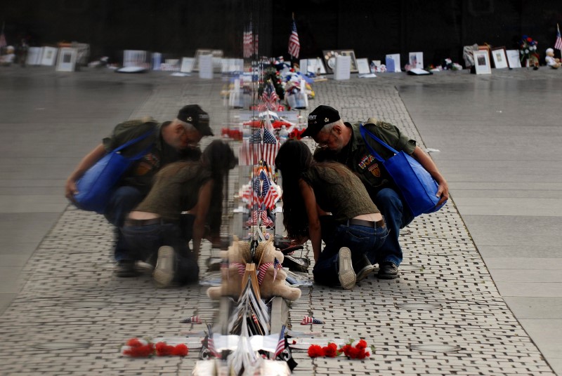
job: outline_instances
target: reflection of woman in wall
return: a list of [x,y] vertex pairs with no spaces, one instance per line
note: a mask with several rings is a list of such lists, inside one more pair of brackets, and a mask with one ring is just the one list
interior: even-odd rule
[[[159,287],[197,280],[205,224],[210,224],[211,235],[218,234],[224,175],[237,162],[227,144],[214,140],[199,161],[175,162],[162,168],[148,195],[129,213],[121,229],[130,246],[127,249],[135,250],[129,258],[150,262],[157,253],[154,278]],[[183,220],[186,211],[195,213],[195,219]],[[192,238],[192,252],[188,245]]]
[[361,180],[343,164],[314,161],[301,141],[284,143],[275,166],[282,177],[283,224],[292,239],[311,239],[315,281],[353,288],[374,271],[388,234]]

*****

What you need to do — Update the lines above by changing "reflection of woman in wall" to "woman's reflection in the wall", keeping everything else the same. Leave out the pictures.

Response for this exercise —
job: outline_instances
target: woman's reflection in the wall
return: a list of [x,y] vertex pairs with no spaces, one instance per line
note: a mask with several rings is a list of such lists, inside one more pair of brackets, and a mask with one ring is just the one list
interior: even-odd rule
[[[159,287],[197,280],[205,224],[210,224],[211,235],[218,234],[224,175],[237,162],[227,144],[214,140],[199,161],[175,162],[162,168],[148,195],[129,213],[121,229],[130,246],[127,249],[135,250],[129,258],[150,262],[157,253],[154,278]],[[183,220],[186,211],[195,213],[195,219]],[[192,238],[192,252],[188,245]]]
[[361,180],[343,164],[314,161],[301,141],[284,143],[275,166],[282,177],[283,224],[292,239],[311,239],[315,281],[353,288],[374,271],[388,234]]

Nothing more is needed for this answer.